**Instruction**
Every line of the records below should be restated exactly.

**Material provided**
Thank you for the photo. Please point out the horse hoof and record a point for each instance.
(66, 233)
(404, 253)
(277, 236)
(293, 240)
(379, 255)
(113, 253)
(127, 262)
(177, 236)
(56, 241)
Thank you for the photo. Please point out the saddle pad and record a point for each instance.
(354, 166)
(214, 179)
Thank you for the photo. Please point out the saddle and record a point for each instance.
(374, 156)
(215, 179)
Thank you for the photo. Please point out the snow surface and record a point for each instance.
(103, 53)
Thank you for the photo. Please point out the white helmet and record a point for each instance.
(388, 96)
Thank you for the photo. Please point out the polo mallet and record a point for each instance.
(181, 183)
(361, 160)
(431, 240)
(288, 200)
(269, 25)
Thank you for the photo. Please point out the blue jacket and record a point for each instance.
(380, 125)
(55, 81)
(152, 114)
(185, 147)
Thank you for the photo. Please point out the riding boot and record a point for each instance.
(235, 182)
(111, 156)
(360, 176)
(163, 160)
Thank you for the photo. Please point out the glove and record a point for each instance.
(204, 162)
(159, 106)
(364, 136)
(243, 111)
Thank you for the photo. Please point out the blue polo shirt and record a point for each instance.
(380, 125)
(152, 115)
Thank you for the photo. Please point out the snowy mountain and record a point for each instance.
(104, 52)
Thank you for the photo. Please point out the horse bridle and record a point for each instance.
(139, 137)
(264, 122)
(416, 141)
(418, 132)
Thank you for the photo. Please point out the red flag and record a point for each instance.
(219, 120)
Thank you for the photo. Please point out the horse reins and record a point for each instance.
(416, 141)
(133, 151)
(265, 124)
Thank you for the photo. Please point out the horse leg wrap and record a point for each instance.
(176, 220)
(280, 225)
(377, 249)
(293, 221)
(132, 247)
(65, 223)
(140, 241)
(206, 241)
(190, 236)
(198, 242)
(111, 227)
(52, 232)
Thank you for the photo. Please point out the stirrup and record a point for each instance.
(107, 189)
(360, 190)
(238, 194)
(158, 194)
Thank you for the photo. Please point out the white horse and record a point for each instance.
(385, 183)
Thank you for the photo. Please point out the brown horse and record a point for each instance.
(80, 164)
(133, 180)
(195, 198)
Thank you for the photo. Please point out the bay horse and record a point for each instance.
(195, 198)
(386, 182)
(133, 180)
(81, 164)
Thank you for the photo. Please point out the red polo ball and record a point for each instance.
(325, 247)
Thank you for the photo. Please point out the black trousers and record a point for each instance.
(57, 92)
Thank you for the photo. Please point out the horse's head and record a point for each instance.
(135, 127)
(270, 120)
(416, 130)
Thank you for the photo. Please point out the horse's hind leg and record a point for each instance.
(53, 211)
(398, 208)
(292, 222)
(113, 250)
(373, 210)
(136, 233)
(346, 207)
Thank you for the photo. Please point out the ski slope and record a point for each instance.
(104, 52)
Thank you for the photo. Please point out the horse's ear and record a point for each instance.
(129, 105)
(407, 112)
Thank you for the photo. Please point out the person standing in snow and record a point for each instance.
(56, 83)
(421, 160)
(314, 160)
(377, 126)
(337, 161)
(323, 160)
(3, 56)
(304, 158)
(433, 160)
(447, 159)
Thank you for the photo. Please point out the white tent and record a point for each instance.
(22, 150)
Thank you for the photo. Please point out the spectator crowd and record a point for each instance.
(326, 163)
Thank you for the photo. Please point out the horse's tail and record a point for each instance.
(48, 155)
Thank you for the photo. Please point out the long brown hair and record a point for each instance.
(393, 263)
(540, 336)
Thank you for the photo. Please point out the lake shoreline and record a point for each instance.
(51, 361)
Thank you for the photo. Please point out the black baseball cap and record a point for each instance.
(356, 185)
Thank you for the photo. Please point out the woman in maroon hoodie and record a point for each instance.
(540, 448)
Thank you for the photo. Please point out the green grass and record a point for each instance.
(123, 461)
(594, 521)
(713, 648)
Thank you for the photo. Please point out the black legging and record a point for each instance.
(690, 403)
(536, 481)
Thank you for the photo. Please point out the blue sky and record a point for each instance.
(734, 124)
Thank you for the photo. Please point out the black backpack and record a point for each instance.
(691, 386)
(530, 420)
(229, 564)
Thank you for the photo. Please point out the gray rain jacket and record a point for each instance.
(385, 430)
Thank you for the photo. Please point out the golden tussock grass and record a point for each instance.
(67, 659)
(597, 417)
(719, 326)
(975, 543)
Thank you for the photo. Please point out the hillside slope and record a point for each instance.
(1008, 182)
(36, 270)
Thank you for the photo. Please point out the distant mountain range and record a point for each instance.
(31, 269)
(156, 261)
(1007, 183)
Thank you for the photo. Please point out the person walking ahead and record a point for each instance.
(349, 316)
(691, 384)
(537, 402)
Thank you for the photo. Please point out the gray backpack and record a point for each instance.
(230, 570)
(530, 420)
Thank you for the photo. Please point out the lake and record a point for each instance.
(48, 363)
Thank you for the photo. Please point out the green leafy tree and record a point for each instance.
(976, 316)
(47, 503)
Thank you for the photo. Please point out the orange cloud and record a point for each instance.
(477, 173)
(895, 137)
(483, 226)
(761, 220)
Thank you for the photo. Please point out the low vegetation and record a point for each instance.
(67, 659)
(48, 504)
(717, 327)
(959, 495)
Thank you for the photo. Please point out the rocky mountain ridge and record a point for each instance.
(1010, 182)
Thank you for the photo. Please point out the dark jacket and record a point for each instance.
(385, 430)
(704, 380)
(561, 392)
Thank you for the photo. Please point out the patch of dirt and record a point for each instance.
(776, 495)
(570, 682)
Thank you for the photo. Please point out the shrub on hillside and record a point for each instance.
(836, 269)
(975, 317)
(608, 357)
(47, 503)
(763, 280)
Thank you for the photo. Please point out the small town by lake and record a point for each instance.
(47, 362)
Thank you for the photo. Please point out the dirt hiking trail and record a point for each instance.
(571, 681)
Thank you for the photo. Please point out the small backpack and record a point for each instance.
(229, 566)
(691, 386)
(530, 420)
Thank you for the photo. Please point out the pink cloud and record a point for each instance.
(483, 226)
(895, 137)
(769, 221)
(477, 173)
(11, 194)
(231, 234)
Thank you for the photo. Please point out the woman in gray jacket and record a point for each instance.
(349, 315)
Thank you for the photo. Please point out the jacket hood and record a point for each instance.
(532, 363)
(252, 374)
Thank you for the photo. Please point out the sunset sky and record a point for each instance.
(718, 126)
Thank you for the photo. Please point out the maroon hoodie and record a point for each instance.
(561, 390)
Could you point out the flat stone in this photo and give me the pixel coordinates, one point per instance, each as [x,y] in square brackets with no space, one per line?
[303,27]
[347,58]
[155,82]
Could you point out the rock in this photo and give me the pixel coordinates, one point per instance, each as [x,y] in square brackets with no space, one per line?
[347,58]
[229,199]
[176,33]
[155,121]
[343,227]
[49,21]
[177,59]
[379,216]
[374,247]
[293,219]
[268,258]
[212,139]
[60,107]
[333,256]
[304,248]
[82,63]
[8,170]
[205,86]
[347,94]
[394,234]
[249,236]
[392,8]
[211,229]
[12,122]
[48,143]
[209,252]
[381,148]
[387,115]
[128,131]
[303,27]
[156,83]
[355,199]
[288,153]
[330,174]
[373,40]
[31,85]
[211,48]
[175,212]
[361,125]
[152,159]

**Written response**
Thank you for the photo. Please point out the horse hoof and record a point for each instance.
(66, 233)
(404, 253)
(277, 236)
(293, 240)
(379, 255)
(113, 253)
(127, 262)
(177, 236)
(56, 241)
Thank you for the photo. Please point out the saddle pad and record a point for each instance.
(354, 166)
(214, 179)
Thank you for the photo. Please point out the saddle and record a point for each instance.
(374, 156)
(215, 179)
Thank you for the photo. Please point out the snow surface and record a point for each instance.
(103, 53)
Thank you for the photo. Please point out the white helmet and record a point for each instance.
(388, 96)
Thank you for the photo. Please point out the polo mallet and record a point for each instance.
(181, 183)
(361, 160)
(431, 240)
(288, 200)
(269, 25)
Thank you for the photo. Please point out the blue jacket and record a point for each instance.
(380, 125)
(55, 81)
(152, 114)
(185, 147)
Thank you for the photo. Please point out the riding boot and record a point for each instance.
(235, 182)
(111, 156)
(360, 176)
(163, 160)
Thank you for the photo. Please point out the glove and record a point for each instance.
(204, 162)
(159, 106)
(364, 136)
(243, 111)
Thank you for the photo. Please point out the blue polo shirt and record a point for each instance.
(380, 125)
(152, 115)
Thank you for the photo. Please point out the snowy mountain and record a point for each instance.
(104, 52)
Thank you for the photo. Please point out the horse bridle and record a point for each instance.
(139, 137)
(264, 122)
(416, 141)
(418, 132)
Thank you for the photo. Please point out the red flag and record a point for each instance.
(219, 120)
Thank you for the photo. Please point out the horse reins and record a point for each instance.
(416, 141)
(133, 151)
(265, 124)
Thank you for the photo. Please point out the horse leg wrap and record a point for each instance.
(176, 220)
(280, 225)
(377, 249)
(293, 221)
(132, 247)
(65, 223)
(140, 241)
(206, 241)
(190, 236)
(198, 242)
(111, 227)
(52, 232)
Thank you for the photo. Please point out the stirrup and record a point for each instance.
(107, 189)
(360, 190)
(238, 194)
(158, 194)
Thank you for the photo. Please point out the white horse and record a point for each instance.
(385, 183)
Thank you for the photo. Please point out the brown horse and record a point for each instance.
(80, 164)
(133, 180)
(195, 198)
Thank you for the photo. Please point out the bay horse and record a point for each instance.
(195, 198)
(386, 182)
(133, 180)
(81, 164)
Thank you for the photo. Please point out the red polo ball and record a point for each instance.
(325, 247)
Thank you for the photo. Please point out the black trousers and record a point for each instance.
(57, 92)
Thank you for the photo. Please point out the horse's head and record a point for each instance.
(135, 127)
(270, 120)
(416, 130)
Thank you for the photo. Please point out the horse's hind leg and record a point for each instance.
(53, 211)
(398, 208)
(292, 222)
(113, 250)
(373, 210)
(136, 233)
(346, 207)
Thank you for the photo. Please point out the ski slope and record a point for each instance.
(104, 52)
Thank you for the photo. Please point out the horse's ear and record a point for each instance.
(129, 105)
(407, 112)
Thank you for the photo. Please point out the person standing in snow and record a point for each instance.
(56, 83)
(421, 160)
(314, 160)
(377, 126)
(337, 161)
(323, 160)
(3, 56)
(304, 158)
(433, 160)
(447, 159)
Thank you for the photo. Please point out the white tent and record a point for each instance.
(22, 150)
Thank you for the photo. Please point out the spectator crowd and record a point for each instance.
(326, 163)
Thank you for the photo. Please point out the horse's tail and record a point for each instance.
(48, 155)
Thank you for the photo. Please point out the long brown hair and record a point for each instance.
(393, 263)
(540, 336)
Thank you for the photo. Please point out the lake shoreline and record a point for each instance.
(51, 361)
Thank you for the photo. Please point out the black baseball cap and record a point for each instance.
(356, 185)
Thank you for the photo. Please point out the woman in maroon hoodie and record a point for each instance.
(540, 448)
Thank you for the photo. Please point out the green grass and record a point for each instance.
(123, 461)
(594, 521)
(713, 648)
Thank you for the photo. Please point out the black legging and record a point for each instance.
(690, 403)
(536, 481)
Thank you for the photo. Please point out the blue sky and record a point for each instance.
(734, 124)
Thank you for the photo. Please point out the black backpack and record a point for each instance.
(691, 386)
(530, 420)
(229, 564)
Thank you for the photo. Please point out the gray rain jacket and record a point for each instance.
(385, 430)
Thank you for the photo. Please point out the golden tussock grass and record a point for each instance.
(67, 659)
(597, 417)
(719, 326)
(975, 543)
Thank you for the photo. Please point out the hillside slope and record a point for each instance.
(1008, 182)
(36, 270)
Thank you for the photo. Please point out the distant mountain range and record a point for each instance.
(31, 269)
(156, 261)
(1007, 183)
Thank you for the photo. Please point out the person walking ahead and record a point for each instance.
(349, 316)
(691, 384)
(537, 402)
Thank you for the photo. Please point out the gray backpack and record a point for each instance.
(230, 570)
(530, 420)
Thank you for the photo. Please point out the lake and record a point for each instance.
(48, 363)
Thank you for the photo. Please point out the green leafy tree and record a point for each instance.
(976, 316)
(47, 503)
Thank you for the photo. Please point out the orange cloud and record a point for each instance.
(477, 173)
(895, 137)
(483, 226)
(761, 220)
Thank you for the photo. Please point out the low vegetation and record a point for each instance.
(67, 659)
(48, 504)
(717, 327)
(959, 495)
Thank you for the photo. Please point out the rocky mountain ridge and record a point for each instance.
(1010, 182)
Thank you for the photo. Please point out the dark jacket and record a point for each instance.
(385, 430)
(704, 380)
(561, 392)
Thank you for the photo. Please point out the patch of dirt and record a point for each instance.
(776, 495)
(570, 682)
Thank you for the photo. Please point out the shrub on hillside and record a point for each instance.
(836, 269)
(975, 317)
(608, 357)
(47, 503)
(763, 280)
Thank you for the photo. Please point out the small town by lake and record a point for each instance.
(47, 362)
Thank you for the photo. Please point out the dirt hiking trail and record a point for each instance.
(571, 681)
Thank you for the photo. Please point out the small backpack and record a point for each instance.
(229, 566)
(691, 386)
(530, 420)
Thank you for the photo. Please point out the pink cloud and record a point for each instance.
(483, 226)
(895, 137)
(769, 221)
(477, 173)
(11, 194)
(231, 234)
Thank you for the photo. Please point out the woman in gray jacket and record a point for each instance.
(349, 315)
Thank you for the photo. Please point out the jacket hood and record a point for each instance.
(532, 363)
(252, 374)
Thank you for the photo. Please point out the sunset sky and record a point for each instance.
(718, 126)
Thank you for the photo. Please point out the maroon hoodie and record a point for each instance.
(561, 390)
Could you point out the flat stone in this photo and give me the pixel coordinates, one point per instance, each as [x,y] in square brackets with no space, one per line?
[303,27]
[347,58]
[155,82]
Could you point out the rock in this photo and give me the pixel coordinates, one point per instance, each as [x,y] in square brackets with no space, one per line?
[347,58]
[229,199]
[176,33]
[155,121]
[343,227]
[49,21]
[177,59]
[379,216]
[374,247]
[293,219]
[268,258]
[212,139]
[60,107]
[333,256]
[304,248]
[82,63]
[8,170]
[205,86]
[347,94]
[394,234]
[249,236]
[392,8]
[211,229]
[12,122]
[48,143]
[209,252]
[381,148]
[387,115]
[128,131]
[303,27]
[156,83]
[355,199]
[288,153]
[330,174]
[373,40]
[31,85]
[211,48]
[175,212]
[361,125]
[152,159]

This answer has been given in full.